SOURCE EXCERPT →

Sonya Clark, A Collaboration, at the High Museum of Art in Atlanta

By Chadd Scott

A foundational tenet of American culture–of Western civilization–prioritizes the individual. The rugged individual. The do-it-yourselfer. The lone wolf. The lone ranger. The lone genius.

Artist Sonya Clark (b. 1967; Washington, D.C.) rejects this. Even when working by herself, Clark recognizes she’s part of a collective effort. “If I make a work with a piece of linen, I know that I'm in collaboration with the Earth that grew the linen, the sun, with nature, and then collaboration with whoever was working at the factory who spun and wove the linen,” Clark told Forbes.com. “It already has passed through nature's creation and the hands of the people who have made the product.”

Her collective perspective runs deeper than her artwork. “I myself am a collaboration,” Clark said. “I wasn't born into this world without a collaboration. Literally, my mother and father had to get together for probably 20 minutes–hopefully longer. I’m built like my father who had long fingers. When I look at my hands working, I see my father's hands in my own hands, collaboration. I'm a composite of all the ancestors who have come before me.”

Clark’s chosen profession rarely celebrates, or even acknowledges, this.

“Selfhood, especially when it comes to artistic practice, especially when we think about it through a Western mode, which I resist, is this self-identity, the artist as genius–I'm not calling myself a genius, but this solo person who makes this thing,” Clark said.

The icon. The maverick. Michelangelo toiling away in solitude, suffering for the Sistine Chapel ceiling, his genius and his genius alone being responsible for its creation.

“We know he couldn't do that by himself, it's not possible, but we name it for one genius to hold up the genius trope,” Clark said. Further rejecting the solitary artist mythology, Clark routinely welcomes public participation into her largest pieces.

“I'm inviting all of those other people to come in and make the work with me because that helps me understand the work better,” she explained. “As they are making the work themselves, they are bringing their own stories in a way that makes the work theirs. As an artist, I want the artwork to resonate with people, if you're part of it, it literally resonates through your body.”

DATASET EXTRACT →
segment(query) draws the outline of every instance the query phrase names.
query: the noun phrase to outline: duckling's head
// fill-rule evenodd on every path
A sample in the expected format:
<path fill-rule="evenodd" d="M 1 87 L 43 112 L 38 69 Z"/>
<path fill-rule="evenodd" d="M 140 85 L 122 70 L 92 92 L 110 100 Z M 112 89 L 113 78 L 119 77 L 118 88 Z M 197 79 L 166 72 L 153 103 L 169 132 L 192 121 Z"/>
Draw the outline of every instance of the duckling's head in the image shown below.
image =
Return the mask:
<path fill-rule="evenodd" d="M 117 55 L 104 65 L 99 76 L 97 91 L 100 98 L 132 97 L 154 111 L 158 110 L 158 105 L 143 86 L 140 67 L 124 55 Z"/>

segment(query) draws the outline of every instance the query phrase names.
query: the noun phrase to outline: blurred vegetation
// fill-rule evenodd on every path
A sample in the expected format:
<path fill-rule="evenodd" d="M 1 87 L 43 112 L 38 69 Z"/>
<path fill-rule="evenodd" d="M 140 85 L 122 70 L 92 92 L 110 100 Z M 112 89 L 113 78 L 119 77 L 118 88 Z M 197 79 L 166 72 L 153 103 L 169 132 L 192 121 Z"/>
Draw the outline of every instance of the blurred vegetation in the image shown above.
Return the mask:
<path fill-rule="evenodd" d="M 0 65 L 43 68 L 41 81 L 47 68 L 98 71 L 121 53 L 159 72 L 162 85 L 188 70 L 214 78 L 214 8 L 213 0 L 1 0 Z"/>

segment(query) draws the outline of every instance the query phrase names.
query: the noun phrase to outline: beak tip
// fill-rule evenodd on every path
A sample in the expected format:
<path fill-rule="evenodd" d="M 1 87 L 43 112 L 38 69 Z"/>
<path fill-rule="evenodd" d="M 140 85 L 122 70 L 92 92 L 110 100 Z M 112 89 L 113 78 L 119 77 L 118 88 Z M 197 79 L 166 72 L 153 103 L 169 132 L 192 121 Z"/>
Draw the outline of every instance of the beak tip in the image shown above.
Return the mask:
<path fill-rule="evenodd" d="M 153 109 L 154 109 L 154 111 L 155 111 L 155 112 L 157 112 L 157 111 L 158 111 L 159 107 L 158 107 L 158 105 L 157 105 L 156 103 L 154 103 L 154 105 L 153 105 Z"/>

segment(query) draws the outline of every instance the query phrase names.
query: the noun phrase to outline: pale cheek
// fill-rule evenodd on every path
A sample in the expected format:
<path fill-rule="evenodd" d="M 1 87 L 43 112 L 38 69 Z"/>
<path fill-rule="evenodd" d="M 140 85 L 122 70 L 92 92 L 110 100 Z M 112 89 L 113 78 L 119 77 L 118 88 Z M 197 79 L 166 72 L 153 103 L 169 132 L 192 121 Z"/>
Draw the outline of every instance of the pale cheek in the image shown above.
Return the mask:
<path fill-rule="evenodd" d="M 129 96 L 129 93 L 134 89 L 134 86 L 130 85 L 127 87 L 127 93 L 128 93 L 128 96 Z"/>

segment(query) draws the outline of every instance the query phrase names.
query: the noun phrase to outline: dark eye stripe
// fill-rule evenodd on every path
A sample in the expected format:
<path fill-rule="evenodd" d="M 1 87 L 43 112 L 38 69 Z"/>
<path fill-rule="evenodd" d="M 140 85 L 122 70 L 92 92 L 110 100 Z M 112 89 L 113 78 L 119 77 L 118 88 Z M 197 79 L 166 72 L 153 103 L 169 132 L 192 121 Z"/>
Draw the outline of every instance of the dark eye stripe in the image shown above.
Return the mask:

GIVEN REQUEST A →
In the Sonya Clark article, what physical trait does Clark say she shares with her father?
GIVEN REQUEST B →
Please continue the Sonya Clark article from where it stops.

REPLY A →
Long fingers.

REPLY B →
Clark’s large-scale, community-centered, and participatory projects are brought together for the first time during the exhibition “Sonya Clark: We Are Each Other” on view now at the High Museum of Art in Atlanta through February 18, 2024.

There is a danger in the extreme individualism currently popular in America. It promotes narcissism. Those figures then become demigods in their chosen fields of politics, business or tech. Rarely do their self-interests, which they’ve been rewarded for placing above any other interest, serve a greater good.

Extreme individualism is anti-social. Dog eat dog.

“It separates us from one another and holds up one and says, ‘this one is special,’” Clark said. “Anything that is special about me–because I do think there's special things about me, I'm not egoless–but anything that is special about me is something about my upbringing. It's something about a positive or negative lesson that I've learned from my community, about how to be and how not to be. I am those lessons.”

The narcissist, the individual run amuck, doesn’t recognize the influence of community. Doesn’t recognize influence at all. He or she believes they are a singular creation, their “greatness” resulting solely from within, perhaps divinely inspired. The ethos of Clark’s participatory works is embedded in the exhibition title, which is inspired by the Gwendolyn Brooks poem “Paul Robeson” (1970), about the civil rights activist, which closes with, “we are each other’s harvest/we are each other’s business/we are each other’s magnitude and bond.”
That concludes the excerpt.